Set down the passage on relativity exactly, from the words "Einstein's equation, E=mc^2, encapsulates" up to and including the words "meters per second.".

═════ TEXT SEGMENT

General relativity, published in 1915, extends the theory to include gravity, describing it as a curvature of spacetime caused by mass and energy. Among its many profound implications, it predicts phenomena such as the bending of light by gravity (gravitational lensing) and the time dilation experienced near massive objects. These principles have been confirmed by numerous experiments and observations, cementing relativity as a cornerstone of modern physics.

Einstein's equation, E=mc^2, encapsulates the principle of mass-energy equivalence, indicating that mass can be converted into energy and vice versa. In this iconic formula, 'E' stands for energy, 'm' stands for mass, and 'c' is the speed of light in a vacuum, approximately equal to 299,792,458 meters per second.

══════════
═════ DATASET RECORDS

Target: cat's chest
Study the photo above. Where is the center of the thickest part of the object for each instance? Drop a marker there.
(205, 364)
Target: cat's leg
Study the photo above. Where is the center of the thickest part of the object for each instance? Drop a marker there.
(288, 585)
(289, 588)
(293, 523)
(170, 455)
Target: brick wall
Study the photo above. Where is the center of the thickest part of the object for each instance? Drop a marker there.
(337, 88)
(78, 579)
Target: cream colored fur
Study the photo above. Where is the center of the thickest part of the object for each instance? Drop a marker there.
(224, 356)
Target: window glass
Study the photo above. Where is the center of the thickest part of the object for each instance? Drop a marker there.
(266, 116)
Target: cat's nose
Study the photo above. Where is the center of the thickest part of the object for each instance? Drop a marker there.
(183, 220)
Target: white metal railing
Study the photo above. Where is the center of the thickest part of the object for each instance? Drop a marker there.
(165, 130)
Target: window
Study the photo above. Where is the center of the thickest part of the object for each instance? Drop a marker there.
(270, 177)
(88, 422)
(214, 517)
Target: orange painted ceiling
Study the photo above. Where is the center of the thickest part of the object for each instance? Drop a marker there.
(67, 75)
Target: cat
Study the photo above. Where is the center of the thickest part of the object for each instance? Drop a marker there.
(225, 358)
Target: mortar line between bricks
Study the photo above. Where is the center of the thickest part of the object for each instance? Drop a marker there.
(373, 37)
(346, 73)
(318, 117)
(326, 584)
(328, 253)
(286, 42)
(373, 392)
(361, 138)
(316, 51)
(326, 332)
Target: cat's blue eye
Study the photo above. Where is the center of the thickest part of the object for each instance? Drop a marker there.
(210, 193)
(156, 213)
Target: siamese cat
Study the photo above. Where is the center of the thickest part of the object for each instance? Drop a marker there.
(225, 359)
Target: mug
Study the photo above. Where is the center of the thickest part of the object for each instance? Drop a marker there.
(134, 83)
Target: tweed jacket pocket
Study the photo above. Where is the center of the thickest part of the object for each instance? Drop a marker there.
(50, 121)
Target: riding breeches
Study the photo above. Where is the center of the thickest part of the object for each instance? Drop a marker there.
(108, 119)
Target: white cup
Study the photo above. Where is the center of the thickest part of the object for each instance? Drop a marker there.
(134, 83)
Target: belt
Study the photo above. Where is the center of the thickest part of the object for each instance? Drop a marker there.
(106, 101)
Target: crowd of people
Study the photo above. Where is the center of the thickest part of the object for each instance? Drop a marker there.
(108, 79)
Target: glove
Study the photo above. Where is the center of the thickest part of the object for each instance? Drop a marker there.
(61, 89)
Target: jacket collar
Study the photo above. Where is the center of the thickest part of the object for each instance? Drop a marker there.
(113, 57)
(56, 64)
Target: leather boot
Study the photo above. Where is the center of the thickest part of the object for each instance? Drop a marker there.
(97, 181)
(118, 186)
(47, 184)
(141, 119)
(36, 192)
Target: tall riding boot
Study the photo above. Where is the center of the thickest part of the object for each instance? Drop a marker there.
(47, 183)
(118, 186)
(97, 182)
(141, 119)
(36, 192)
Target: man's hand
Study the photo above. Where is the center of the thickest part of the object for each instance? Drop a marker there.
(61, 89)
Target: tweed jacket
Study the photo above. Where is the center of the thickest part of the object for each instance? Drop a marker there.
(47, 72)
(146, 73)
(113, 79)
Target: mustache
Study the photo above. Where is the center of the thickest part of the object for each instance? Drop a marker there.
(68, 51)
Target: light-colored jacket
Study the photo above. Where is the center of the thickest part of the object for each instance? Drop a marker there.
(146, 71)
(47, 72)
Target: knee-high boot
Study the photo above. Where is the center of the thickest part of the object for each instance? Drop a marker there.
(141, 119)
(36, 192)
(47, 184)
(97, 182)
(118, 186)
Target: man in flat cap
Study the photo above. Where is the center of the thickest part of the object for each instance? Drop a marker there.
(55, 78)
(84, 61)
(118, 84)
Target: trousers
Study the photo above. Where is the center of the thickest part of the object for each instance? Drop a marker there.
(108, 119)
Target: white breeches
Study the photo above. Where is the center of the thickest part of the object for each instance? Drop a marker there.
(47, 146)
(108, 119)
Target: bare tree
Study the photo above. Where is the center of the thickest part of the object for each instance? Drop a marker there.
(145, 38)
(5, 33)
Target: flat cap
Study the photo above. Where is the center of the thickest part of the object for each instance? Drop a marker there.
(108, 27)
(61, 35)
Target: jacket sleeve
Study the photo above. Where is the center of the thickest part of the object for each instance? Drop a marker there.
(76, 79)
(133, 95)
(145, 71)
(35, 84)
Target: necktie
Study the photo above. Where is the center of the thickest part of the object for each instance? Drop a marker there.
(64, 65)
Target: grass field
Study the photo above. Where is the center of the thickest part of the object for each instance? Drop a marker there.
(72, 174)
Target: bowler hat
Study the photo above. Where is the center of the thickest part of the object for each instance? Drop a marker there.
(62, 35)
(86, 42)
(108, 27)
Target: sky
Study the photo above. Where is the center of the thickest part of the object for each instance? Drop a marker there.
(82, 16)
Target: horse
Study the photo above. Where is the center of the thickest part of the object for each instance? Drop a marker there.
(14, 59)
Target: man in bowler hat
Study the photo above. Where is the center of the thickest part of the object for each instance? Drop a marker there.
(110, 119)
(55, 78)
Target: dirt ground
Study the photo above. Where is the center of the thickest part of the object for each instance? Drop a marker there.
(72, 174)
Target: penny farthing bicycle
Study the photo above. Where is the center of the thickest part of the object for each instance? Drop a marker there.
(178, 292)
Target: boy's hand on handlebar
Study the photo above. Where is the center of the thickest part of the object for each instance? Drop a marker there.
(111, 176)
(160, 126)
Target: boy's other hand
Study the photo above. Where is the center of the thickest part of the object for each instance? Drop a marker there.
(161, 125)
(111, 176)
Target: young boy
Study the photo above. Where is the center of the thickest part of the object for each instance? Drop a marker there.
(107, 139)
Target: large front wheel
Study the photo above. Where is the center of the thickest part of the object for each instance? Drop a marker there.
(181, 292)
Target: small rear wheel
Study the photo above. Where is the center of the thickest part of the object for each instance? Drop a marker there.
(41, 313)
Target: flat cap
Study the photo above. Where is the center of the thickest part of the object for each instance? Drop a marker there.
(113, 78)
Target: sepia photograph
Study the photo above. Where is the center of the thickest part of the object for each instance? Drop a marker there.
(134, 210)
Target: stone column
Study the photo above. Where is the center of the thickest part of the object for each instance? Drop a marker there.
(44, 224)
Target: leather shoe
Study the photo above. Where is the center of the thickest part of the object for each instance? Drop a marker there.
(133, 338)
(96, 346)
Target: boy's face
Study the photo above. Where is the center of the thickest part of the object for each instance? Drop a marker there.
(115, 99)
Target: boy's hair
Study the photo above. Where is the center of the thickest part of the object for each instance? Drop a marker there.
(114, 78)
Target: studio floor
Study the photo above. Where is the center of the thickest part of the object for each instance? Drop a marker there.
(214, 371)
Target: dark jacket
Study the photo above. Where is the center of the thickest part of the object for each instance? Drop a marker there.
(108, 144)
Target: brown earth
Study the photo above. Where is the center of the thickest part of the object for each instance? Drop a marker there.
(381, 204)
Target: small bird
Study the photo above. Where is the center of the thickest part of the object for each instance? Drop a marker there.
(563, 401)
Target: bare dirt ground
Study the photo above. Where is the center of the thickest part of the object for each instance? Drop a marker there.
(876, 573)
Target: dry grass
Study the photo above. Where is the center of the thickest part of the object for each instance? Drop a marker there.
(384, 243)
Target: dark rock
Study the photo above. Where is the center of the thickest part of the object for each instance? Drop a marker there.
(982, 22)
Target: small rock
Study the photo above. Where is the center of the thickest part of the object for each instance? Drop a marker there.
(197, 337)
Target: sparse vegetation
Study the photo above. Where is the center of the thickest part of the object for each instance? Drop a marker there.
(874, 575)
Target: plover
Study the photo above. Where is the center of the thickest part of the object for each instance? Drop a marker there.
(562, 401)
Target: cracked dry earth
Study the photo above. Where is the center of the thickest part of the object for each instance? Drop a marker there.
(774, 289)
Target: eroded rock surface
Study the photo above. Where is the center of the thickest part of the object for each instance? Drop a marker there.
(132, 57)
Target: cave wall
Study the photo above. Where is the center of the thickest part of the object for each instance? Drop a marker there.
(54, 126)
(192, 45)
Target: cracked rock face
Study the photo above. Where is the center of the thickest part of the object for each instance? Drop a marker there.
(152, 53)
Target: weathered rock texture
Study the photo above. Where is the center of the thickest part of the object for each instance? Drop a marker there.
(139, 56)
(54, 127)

══════════

OUTPUT FOR THIS EXERCISE:
Einstein's equation, E=mc^2, encapsulates the principle of mass-energy equivalence, indicating that mass can be converted into energy and vice versa. In this iconic formula, 'E' stands for energy, 'm' stands for mass, and 'c' is the speed of light in a vacuum, approximately equal to 299,792,458 meters per second.